## START
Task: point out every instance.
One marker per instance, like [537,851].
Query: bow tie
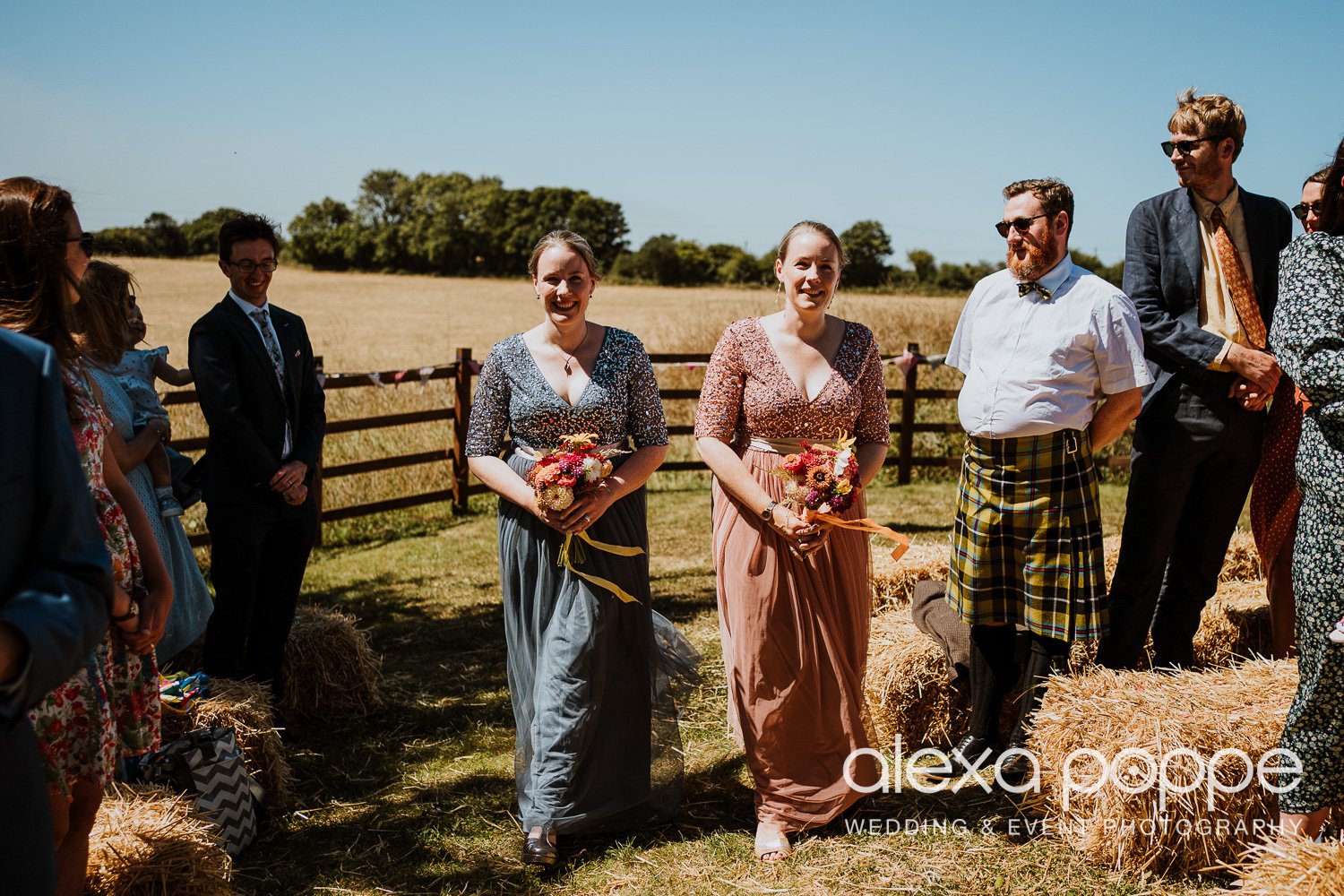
[1032,285]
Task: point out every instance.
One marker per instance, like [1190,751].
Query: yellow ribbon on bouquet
[564,560]
[866,525]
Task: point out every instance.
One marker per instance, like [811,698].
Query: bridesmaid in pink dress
[793,597]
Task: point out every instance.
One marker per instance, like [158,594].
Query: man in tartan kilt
[1054,367]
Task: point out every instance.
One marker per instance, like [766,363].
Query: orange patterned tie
[1244,295]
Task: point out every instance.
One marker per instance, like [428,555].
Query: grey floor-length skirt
[593,680]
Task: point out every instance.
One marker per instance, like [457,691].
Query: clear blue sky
[715,121]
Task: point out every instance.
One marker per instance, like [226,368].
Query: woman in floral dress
[589,676]
[1308,341]
[109,708]
[793,597]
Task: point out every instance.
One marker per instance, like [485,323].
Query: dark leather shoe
[1016,769]
[539,850]
[969,754]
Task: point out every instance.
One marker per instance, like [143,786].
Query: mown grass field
[418,797]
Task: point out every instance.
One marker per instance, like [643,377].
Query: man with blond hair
[1202,266]
[1054,365]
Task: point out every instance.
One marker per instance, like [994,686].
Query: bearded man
[1054,367]
[1202,266]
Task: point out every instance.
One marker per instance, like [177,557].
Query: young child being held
[137,371]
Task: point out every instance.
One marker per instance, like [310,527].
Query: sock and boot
[994,672]
[1045,659]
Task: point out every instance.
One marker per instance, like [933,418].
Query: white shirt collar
[247,308]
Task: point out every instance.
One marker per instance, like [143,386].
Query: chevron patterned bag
[209,766]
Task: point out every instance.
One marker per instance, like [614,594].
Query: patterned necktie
[1241,289]
[263,319]
[1032,285]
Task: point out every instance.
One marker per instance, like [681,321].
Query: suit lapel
[247,332]
[1185,223]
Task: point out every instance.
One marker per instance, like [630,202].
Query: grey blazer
[1163,271]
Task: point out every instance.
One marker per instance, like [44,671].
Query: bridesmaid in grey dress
[590,676]
[102,322]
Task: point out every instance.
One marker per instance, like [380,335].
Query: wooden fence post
[461,414]
[908,419]
[317,473]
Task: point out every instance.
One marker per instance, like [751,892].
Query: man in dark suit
[258,390]
[1202,266]
[56,587]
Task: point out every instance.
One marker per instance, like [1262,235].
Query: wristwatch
[768,513]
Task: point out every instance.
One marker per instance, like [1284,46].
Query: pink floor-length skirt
[795,643]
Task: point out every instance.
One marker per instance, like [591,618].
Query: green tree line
## END
**Stated task**
Take the data above and repeat it exactly, leaving each picture out.

**Solution for this task**
Task: point out every instance.
One marker per instance, like [537,851].
Query: bow tie
[1032,285]
Task: point out every instance.
One marker per instance, like [1190,751].
Query: yellow ribbon on bouquet
[564,560]
[866,525]
Task: point out every instance.
One marker per instance, like [811,698].
Query: bridesmaid in pink dress
[793,597]
Task: point out every instance.
One marker per instance, like [158,594].
Query: man in tartan kilt
[1054,367]
Task: point out every instance.
One marker per instance, like [766,363].
Query: orange patterned tie
[1244,295]
Task: point out every instance.
One marker per instance, like [428,555].
Query: grey floor-length skirt
[593,680]
Task: point out every instance.
One marker per instance, like [457,691].
Query: clear blue sky
[715,121]
Task: point out every instance.
One marker per instance, like [226,368].
Query: woman in floral dress
[589,676]
[1308,341]
[109,708]
[793,597]
Task: point out every instance.
One marker per instance, like [485,323].
Query: dark leather shoe
[1016,769]
[539,850]
[969,754]
Task: point out every instance.
One marker per instance, like [143,786].
Query: mown grass field
[418,797]
Task: point out every instance.
One marker per instance, like [643,377].
Query: man with blond hair
[1202,266]
[1054,365]
Task: point out every instance.
One marker per instance, like [994,686].
Query: bearded man
[1054,367]
[1202,266]
Task: point out every instance.
One marker per instance, like [177,557].
Query: young child being held
[137,371]
Task: point out every instance.
One marker per instance, like [310,527].
Query: sock and boot
[994,672]
[1045,659]
Task: point out every instance.
One marker per instance, like [933,418].
Query: white shirt collar
[247,308]
Task: point out every instance.
One marker per instance, like [143,386].
Query: chevron patterned bag
[209,766]
Task: point out every instance.
One marker per instance, like [614,594].
Query: patterned necktie
[1241,289]
[263,319]
[1032,285]
Task: point out every instance.
One marker per instance, like [681,321].
Query: suit lapel
[247,332]
[1185,223]
Task: point out every instance.
One marker per instance, like [630,202].
Query: grey blazer
[1163,271]
Task: point out every instance.
One marker per instance, like [44,671].
Query: bridesmaid in grey dress
[590,676]
[102,322]
Task: point out every instance.
One marker per instance, like [380,335].
Query: wooden fence post
[461,414]
[908,419]
[317,473]
Task: point out every instance.
One marker per instance, like [751,892].
Query: man in dark suit
[258,390]
[1202,266]
[56,587]
Task: point out every instance.
One marker per instance, like [1262,235].
Query: wristwatch
[768,513]
Task: point out every instance.
One marker per instance, like [1284,46].
Query: pink floor-length skirt
[795,643]
Task: point out every instance.
One marker per instance, like [591,618].
Query: green tree line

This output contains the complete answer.